◆ TASK OBJECTIVE:
Pull out each line of the data below that contains the string "returns". Upper and lower case must match.

◆ DATA TO USE:
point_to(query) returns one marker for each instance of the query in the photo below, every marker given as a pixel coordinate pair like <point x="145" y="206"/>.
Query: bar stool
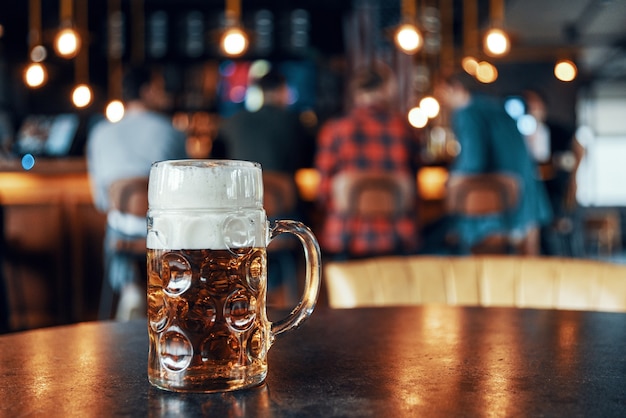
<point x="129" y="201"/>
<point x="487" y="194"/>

---

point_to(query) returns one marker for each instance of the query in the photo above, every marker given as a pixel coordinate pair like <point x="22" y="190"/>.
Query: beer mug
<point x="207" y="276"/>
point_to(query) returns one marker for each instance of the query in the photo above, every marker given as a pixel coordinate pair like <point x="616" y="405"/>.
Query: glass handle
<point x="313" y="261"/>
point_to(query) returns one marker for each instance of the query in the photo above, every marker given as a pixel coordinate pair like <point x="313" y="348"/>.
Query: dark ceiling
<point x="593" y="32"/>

◆ CORRECT RESULT:
point_to(query) returns one marker for each instance of the query in the photo below, every marker given as a pixel coordinate pair like <point x="145" y="206"/>.
point_to(query) returns one marker for each instance of the query in the photo above, every marker given as a pixel coordinate pair like <point x="22" y="190"/>.
point_to(query) returns one marker for each instance of the query in the photo above, every marker given as a pixel coordinate pair like <point x="616" y="405"/>.
point_to(query) returns one marker for each instance of the query in the photo above, every marker given as a pixel coordinate pair like <point x="313" y="348"/>.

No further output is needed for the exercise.